_Exercise instructions_.
Reproduce each of the following lines verbatim.

(Stored items)
· · · ·
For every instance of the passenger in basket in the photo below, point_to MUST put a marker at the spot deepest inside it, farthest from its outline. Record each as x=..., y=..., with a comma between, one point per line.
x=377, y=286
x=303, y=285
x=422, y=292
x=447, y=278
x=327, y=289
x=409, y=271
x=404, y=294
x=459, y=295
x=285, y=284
· · · ·
_Problem solution_.
For every instance of the passenger in basket in the photo below, point_to MUST put a marker at the spot deepest inside it, farthest from its outline. Record each as x=..., y=..., with a comma between, one point per line.
x=377, y=286
x=303, y=285
x=422, y=292
x=447, y=278
x=327, y=289
x=409, y=271
x=404, y=294
x=459, y=295
x=285, y=284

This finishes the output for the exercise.